● Given instruction: Could you set out every line of the entries below as a numbered list, skipping any blank lines and leaving out the pictures?

● Provided records:
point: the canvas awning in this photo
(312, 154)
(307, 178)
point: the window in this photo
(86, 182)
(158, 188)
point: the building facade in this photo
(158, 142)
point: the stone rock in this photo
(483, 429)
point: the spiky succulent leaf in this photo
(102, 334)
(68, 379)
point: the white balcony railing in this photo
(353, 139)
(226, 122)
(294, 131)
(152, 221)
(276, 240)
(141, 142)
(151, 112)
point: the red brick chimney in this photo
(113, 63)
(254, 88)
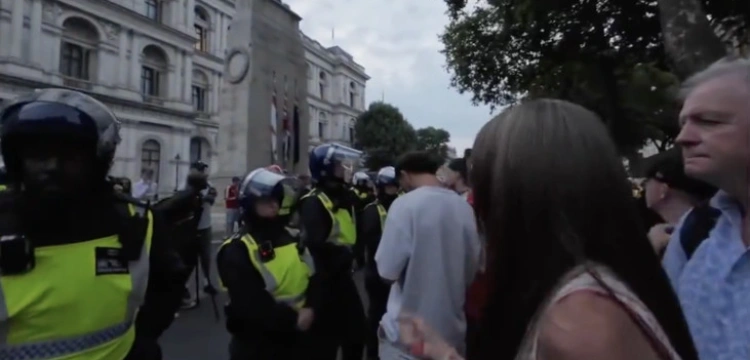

● Result of the task:
1. point: the canvas awning in this photo
2. (312, 154)
3. (307, 178)
4. point: the window in this photo
5. (86, 182)
6. (158, 188)
7. point: the building facade in this photo
8. (158, 142)
9. point: the stone rock in this photo
10. (483, 429)
11. point: the spiky succulent leaf in this photo
12. (102, 334)
13. (68, 379)
14. point: the white balcony railing in this photo
15. (353, 139)
16. (226, 122)
17. (294, 131)
18. (152, 221)
19. (276, 240)
20. (141, 142)
21. (151, 112)
22. point: the red brick chimney in this photo
23. (113, 63)
24. (254, 88)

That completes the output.